BEGIN
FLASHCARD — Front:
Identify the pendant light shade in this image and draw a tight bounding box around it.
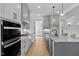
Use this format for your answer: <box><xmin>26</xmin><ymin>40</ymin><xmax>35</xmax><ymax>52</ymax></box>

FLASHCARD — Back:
<box><xmin>60</xmin><ymin>13</ymin><xmax>63</xmax><ymax>16</ymax></box>
<box><xmin>60</xmin><ymin>3</ymin><xmax>64</xmax><ymax>16</ymax></box>
<box><xmin>52</xmin><ymin>6</ymin><xmax>55</xmax><ymax>22</ymax></box>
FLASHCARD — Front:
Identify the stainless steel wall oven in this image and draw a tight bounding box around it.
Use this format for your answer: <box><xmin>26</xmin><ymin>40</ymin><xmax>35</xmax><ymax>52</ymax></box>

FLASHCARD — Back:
<box><xmin>1</xmin><ymin>19</ymin><xmax>21</xmax><ymax>56</ymax></box>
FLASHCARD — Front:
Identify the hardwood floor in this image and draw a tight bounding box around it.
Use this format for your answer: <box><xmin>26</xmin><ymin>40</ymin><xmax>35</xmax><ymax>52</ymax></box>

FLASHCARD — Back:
<box><xmin>26</xmin><ymin>36</ymin><xmax>49</xmax><ymax>56</ymax></box>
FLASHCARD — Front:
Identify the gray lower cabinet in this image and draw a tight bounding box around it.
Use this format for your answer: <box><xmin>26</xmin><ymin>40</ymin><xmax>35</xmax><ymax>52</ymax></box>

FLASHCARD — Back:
<box><xmin>54</xmin><ymin>42</ymin><xmax>79</xmax><ymax>56</ymax></box>
<box><xmin>21</xmin><ymin>36</ymin><xmax>32</xmax><ymax>56</ymax></box>
<box><xmin>49</xmin><ymin>39</ymin><xmax>53</xmax><ymax>56</ymax></box>
<box><xmin>44</xmin><ymin>34</ymin><xmax>50</xmax><ymax>48</ymax></box>
<box><xmin>45</xmin><ymin>37</ymin><xmax>49</xmax><ymax>48</ymax></box>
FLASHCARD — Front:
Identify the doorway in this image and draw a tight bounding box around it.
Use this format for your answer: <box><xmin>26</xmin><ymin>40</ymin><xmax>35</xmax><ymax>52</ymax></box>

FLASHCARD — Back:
<box><xmin>35</xmin><ymin>20</ymin><xmax>43</xmax><ymax>37</ymax></box>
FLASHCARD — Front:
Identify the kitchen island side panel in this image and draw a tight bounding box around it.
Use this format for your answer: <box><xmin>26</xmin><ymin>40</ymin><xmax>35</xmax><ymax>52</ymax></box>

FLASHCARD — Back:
<box><xmin>54</xmin><ymin>42</ymin><xmax>79</xmax><ymax>56</ymax></box>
END
*WORK INSTRUCTIONS*
Count the lines above that contain the word "draw", and give only that number.

*TASK ANSWER*
6